--- Directions for this task ---
In this exercise, reproduce all the entries that follow exactly.

--- Records to use ---
......

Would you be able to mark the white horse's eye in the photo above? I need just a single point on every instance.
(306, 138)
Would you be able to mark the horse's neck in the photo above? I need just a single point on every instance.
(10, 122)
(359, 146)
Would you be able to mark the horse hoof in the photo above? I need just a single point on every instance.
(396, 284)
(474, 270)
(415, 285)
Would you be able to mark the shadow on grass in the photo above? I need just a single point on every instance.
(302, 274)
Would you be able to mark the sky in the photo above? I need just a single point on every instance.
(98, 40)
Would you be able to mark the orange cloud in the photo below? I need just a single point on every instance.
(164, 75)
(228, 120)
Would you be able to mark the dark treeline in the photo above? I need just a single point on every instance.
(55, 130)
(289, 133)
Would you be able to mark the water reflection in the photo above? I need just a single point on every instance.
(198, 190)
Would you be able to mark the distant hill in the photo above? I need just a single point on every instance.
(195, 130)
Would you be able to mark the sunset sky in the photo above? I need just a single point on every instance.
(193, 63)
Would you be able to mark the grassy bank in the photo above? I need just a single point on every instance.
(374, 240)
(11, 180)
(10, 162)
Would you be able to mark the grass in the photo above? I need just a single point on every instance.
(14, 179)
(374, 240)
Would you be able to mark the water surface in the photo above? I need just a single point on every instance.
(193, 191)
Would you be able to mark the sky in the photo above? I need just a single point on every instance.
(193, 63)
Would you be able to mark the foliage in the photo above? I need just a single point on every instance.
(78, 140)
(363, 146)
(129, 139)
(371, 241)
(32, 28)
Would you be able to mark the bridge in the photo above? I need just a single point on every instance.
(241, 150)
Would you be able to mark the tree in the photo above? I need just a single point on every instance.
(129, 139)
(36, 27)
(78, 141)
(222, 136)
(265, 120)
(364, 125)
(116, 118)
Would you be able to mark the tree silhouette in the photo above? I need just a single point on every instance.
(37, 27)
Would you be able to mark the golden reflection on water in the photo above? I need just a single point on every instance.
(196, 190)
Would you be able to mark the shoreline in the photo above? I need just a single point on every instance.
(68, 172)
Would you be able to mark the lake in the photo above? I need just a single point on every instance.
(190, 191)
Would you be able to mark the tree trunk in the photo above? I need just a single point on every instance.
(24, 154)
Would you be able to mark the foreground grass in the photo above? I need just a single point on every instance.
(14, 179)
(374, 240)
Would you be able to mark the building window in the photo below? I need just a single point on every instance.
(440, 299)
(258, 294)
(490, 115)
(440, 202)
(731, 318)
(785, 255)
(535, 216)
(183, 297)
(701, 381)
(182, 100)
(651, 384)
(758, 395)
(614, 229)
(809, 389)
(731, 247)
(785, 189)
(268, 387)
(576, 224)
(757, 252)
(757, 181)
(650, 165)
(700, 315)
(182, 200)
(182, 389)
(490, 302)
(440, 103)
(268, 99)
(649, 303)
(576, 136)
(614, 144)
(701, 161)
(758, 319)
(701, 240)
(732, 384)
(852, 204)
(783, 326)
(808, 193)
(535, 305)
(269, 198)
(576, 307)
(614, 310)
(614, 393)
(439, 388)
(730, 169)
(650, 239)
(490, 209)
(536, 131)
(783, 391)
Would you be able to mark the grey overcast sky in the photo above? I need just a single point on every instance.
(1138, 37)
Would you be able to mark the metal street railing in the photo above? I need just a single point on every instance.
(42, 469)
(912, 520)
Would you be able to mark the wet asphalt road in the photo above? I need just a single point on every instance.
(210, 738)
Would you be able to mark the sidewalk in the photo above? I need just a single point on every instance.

......

--- Written response ---
Would you be able to mark the white horse's eye in the photo above? I need just a single point on every instance.
(306, 138)
Would you be able to mark the horse's neck in the photo above? I need just a single point on every instance.
(10, 122)
(359, 146)
Would you be able to mark the horse hoof in the photo above? I need just a single point on every instance.
(396, 284)
(474, 270)
(415, 285)
Would you be able to mark the shadow on grass in the photo above? I need just a single point on every instance.
(302, 274)
Would you be able to mark the sky in the photo above? I need just a single point on every instance.
(98, 40)
Would you be able to mark the orange cloud in the photo below? I need just a single point on every instance.
(164, 75)
(228, 120)
Would you be able to mark the dark treeline in the photo above? I need just a single point on every instance.
(55, 130)
(289, 133)
Would you be able to mark the water reflection in the photo above? I need just a single point on every instance.
(198, 190)
Would you be able to mark the distant hill in the photo above? I need just a single point on every instance.
(195, 130)
Would you be able to mark the sunset sky in the photo above? I need just a single point on every instance.
(193, 63)
Would you be able to mark the grassy bank in the photo above? I need just a single point on every instance.
(374, 240)
(11, 180)
(10, 162)
Would you be able to mark the grass in the photo above? I need just a single point on every instance.
(14, 179)
(374, 240)
Would you be able to mark the water surface in the photo above? I need just a single point on every instance.
(193, 191)
Would you be able to mark the sky in the photo above? I need just a single point on every instance.
(193, 63)
Would you be able to mark the foliage in the photo above? I need just a single point on every instance.
(78, 140)
(363, 146)
(129, 139)
(371, 241)
(32, 28)
Would you be able to mark the bridge in the photo above? I need just a single point on every instance.
(241, 150)
Would you be able to mark the tree in the photo above? I need just a single point on every instance.
(129, 139)
(36, 27)
(78, 141)
(222, 136)
(265, 120)
(364, 125)
(116, 118)
Would you be able to mark the tree silhouette in the photo above? I need just a single point on every instance.
(37, 27)
Would you be able to mark the golden reflection on water in the photo above? I need just a single point on every instance.
(196, 190)
Would you be able to mark the shoreline in the photo above? I need just a single point on every instance.
(68, 172)
Would you be able to mark the lake in the photo above? I need just a single point on every instance.
(190, 191)
Would you be able to mark the tree trunk in the photo above? I need just a single point on every instance.
(24, 154)
Would you be able to mark the foreground grass in the photo above? I need just a single point on every instance.
(14, 179)
(374, 240)
Would you be able to mark the building window in the photo below? I need just a single point on every instance.
(440, 299)
(258, 294)
(490, 115)
(440, 202)
(731, 318)
(785, 255)
(535, 216)
(183, 297)
(701, 381)
(182, 100)
(651, 384)
(758, 395)
(614, 229)
(809, 389)
(731, 247)
(785, 189)
(268, 387)
(576, 224)
(757, 252)
(757, 181)
(650, 165)
(700, 315)
(182, 200)
(182, 389)
(490, 302)
(440, 103)
(268, 99)
(649, 303)
(576, 136)
(614, 144)
(701, 161)
(758, 319)
(701, 240)
(732, 384)
(852, 204)
(783, 326)
(808, 193)
(535, 305)
(269, 198)
(576, 307)
(614, 310)
(614, 393)
(439, 388)
(730, 169)
(650, 239)
(490, 209)
(536, 131)
(783, 391)
Would you be able to mark the grey overcast sky in the photo above? I need just a single point on every instance.
(1138, 37)
Would you be able to mark the metal street railing in the photo above? I need just a single point on every instance.
(42, 469)
(912, 520)
Would you be able to mark the wet asphalt road in the photo above? I need just a single point on every instance.
(210, 738)
Would you be able to mark the sidewalk in the photo above? I need just a single point on every instance.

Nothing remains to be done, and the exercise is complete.